═══ Material shown ═══
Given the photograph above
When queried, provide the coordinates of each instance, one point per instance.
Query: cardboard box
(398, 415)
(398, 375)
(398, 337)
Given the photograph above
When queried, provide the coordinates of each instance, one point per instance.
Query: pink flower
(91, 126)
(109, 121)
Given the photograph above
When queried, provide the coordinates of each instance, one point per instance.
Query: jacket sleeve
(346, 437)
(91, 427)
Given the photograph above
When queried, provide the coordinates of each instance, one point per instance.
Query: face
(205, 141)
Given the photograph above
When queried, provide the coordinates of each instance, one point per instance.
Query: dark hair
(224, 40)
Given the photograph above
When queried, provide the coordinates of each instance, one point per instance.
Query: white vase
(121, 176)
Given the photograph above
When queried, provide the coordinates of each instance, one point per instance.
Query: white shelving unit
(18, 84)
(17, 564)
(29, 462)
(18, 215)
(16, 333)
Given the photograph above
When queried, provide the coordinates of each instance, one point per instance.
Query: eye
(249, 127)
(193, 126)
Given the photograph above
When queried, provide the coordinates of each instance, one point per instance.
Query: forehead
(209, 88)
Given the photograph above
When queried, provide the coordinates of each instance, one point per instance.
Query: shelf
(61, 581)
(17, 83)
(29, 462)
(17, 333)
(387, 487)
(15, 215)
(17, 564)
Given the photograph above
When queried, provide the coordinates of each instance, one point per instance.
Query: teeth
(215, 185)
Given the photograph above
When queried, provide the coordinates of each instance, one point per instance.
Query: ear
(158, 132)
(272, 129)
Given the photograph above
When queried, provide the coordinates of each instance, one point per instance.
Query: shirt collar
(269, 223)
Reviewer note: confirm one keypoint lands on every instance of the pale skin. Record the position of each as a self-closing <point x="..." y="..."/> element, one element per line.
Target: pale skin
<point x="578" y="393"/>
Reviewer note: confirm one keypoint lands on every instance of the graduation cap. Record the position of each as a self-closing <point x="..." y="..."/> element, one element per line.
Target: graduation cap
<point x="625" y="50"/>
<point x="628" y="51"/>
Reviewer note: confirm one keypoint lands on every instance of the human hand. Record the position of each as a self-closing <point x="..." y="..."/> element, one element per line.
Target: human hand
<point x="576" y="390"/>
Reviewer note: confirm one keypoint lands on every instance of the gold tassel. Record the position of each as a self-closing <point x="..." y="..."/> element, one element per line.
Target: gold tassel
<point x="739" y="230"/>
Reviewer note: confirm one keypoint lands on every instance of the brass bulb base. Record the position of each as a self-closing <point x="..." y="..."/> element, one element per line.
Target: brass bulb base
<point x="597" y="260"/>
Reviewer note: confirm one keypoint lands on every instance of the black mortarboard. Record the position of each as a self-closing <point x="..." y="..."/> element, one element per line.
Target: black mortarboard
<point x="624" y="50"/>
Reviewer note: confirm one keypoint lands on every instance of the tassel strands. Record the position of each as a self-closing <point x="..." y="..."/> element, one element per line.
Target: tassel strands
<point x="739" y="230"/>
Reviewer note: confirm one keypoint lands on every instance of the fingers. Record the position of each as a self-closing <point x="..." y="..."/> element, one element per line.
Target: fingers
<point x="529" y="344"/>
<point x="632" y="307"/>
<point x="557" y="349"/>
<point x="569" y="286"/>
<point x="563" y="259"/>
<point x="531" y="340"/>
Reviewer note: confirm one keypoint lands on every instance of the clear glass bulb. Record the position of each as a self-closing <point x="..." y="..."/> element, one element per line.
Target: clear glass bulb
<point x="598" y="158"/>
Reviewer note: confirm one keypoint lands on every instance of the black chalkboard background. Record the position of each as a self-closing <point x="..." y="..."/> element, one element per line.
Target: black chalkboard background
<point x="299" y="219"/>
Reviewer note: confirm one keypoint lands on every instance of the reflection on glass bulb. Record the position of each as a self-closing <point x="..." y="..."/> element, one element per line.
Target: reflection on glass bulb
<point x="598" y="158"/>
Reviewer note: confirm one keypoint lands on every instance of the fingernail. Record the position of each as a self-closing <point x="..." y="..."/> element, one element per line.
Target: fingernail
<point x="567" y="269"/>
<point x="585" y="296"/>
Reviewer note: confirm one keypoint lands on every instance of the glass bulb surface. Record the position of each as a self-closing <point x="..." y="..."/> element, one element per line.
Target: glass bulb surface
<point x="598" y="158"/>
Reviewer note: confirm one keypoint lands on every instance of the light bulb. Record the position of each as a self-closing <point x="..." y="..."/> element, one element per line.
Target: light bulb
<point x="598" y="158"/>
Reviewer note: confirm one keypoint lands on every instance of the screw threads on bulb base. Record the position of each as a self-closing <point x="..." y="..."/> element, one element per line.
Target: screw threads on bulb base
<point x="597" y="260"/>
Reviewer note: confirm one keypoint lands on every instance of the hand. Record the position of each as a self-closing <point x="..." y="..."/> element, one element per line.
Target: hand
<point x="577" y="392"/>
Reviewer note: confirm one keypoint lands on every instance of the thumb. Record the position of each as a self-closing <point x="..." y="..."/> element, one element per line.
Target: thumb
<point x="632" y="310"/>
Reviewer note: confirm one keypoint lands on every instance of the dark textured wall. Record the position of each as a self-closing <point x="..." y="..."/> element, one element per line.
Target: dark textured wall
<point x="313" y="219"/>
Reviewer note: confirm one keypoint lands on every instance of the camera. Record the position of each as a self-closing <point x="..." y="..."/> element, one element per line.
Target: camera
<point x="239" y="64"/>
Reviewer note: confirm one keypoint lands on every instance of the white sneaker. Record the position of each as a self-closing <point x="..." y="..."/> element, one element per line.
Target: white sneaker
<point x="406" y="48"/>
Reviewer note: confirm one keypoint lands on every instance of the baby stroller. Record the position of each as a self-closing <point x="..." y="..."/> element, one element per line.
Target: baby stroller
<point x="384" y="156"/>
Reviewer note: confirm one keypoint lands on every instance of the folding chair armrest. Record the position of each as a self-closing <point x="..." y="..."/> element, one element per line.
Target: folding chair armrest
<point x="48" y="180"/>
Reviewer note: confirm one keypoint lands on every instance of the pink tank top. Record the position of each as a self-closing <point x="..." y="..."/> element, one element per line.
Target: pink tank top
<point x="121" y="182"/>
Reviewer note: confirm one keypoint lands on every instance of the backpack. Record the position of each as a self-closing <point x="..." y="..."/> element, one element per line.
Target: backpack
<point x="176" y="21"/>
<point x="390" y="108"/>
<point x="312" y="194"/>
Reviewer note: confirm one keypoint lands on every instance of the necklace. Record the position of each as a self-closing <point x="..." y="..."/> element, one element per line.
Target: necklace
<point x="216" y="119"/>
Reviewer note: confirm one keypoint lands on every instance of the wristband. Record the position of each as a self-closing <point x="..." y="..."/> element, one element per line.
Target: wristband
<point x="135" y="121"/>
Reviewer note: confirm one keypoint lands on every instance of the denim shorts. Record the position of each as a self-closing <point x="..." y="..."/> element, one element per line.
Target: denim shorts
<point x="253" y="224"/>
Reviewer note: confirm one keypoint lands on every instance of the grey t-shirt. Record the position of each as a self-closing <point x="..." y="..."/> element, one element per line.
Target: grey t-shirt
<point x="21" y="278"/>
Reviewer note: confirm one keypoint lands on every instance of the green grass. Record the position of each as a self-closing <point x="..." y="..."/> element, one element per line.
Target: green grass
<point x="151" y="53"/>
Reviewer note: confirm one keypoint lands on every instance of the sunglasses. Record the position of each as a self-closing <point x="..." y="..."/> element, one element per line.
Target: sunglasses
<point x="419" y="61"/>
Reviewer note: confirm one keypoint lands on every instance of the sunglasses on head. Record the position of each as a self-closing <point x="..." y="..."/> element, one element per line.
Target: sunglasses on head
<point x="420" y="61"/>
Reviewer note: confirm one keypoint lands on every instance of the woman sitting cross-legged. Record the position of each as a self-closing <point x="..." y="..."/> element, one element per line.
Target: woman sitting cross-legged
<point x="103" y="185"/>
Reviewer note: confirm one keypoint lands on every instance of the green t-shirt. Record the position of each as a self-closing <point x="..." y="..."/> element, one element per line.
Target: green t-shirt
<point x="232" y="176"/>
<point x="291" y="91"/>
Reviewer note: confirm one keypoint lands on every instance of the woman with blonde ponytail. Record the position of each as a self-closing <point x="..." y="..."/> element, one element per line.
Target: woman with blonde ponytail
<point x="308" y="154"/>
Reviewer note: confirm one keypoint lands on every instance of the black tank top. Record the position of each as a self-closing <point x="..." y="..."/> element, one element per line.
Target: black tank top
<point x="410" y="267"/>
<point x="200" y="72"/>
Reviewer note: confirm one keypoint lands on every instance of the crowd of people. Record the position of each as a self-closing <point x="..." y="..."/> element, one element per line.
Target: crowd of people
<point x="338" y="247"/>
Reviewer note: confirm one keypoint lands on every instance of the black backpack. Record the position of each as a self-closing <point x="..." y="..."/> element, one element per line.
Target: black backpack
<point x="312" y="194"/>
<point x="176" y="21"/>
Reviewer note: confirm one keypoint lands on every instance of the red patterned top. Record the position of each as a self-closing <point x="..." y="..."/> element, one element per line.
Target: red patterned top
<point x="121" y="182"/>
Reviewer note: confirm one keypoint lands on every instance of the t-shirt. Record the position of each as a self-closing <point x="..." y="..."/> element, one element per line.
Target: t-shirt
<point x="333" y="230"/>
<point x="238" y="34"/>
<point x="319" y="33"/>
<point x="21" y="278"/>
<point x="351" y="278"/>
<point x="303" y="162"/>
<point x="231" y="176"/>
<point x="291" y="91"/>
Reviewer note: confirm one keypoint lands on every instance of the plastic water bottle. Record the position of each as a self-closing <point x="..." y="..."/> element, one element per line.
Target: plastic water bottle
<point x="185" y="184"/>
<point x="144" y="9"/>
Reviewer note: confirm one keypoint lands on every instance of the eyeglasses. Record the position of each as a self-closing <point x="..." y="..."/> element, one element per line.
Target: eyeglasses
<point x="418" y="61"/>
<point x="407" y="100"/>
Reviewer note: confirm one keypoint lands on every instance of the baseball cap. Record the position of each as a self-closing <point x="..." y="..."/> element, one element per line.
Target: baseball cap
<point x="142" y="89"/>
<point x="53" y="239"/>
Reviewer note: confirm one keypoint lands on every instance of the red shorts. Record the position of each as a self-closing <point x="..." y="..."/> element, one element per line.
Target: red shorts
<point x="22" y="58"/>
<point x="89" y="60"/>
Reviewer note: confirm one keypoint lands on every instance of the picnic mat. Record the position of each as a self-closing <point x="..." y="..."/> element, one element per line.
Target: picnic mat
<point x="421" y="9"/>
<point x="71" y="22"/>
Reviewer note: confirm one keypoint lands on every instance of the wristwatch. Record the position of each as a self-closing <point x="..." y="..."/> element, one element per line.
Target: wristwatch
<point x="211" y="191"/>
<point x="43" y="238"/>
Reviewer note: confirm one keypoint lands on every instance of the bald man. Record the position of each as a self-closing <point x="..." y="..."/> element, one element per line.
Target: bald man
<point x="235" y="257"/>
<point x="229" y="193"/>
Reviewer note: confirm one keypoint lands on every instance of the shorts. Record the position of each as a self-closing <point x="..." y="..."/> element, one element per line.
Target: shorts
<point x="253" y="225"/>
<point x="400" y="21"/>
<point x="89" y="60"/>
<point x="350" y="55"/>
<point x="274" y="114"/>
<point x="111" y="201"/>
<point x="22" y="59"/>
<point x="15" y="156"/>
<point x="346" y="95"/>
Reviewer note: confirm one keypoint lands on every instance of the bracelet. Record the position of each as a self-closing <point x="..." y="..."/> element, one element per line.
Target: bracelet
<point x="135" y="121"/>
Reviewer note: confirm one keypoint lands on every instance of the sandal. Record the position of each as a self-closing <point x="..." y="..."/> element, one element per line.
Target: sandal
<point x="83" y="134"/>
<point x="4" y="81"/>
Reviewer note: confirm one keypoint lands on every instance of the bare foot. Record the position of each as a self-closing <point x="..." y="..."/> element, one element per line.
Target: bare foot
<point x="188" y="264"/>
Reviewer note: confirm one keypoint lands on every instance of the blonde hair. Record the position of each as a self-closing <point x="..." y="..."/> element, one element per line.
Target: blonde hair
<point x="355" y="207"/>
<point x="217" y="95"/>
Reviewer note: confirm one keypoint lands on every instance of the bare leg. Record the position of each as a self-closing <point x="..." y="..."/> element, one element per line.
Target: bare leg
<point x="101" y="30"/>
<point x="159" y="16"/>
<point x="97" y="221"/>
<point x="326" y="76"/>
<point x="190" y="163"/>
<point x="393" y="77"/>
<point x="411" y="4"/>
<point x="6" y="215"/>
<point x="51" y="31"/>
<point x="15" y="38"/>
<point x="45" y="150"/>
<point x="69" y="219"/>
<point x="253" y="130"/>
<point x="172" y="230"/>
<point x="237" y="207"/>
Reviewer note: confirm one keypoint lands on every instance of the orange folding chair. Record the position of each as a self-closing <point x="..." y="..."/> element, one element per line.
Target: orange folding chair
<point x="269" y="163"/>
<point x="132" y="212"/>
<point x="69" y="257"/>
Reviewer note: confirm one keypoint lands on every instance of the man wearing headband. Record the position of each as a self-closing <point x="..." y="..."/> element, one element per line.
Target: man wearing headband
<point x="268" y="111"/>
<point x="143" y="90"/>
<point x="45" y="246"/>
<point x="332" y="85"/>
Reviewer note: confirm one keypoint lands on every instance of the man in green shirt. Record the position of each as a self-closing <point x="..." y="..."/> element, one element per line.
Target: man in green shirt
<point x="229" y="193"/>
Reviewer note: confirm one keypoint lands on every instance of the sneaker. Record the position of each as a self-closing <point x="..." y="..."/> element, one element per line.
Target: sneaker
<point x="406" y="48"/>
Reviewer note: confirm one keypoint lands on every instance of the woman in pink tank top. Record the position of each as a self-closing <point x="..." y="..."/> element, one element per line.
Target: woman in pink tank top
═══
What needs to be done
Reproduce only the lines above spanning from the line containing "Target: bald man" through the line containing "of the shorts.", word for word.

Result for this exercise
Target: bald man
<point x="235" y="257"/>
<point x="229" y="193"/>
Reviewer note: confirm one keypoint lands on every instance of the shorts. Record the position of each as a self-closing <point x="..." y="..."/> element, one element per line.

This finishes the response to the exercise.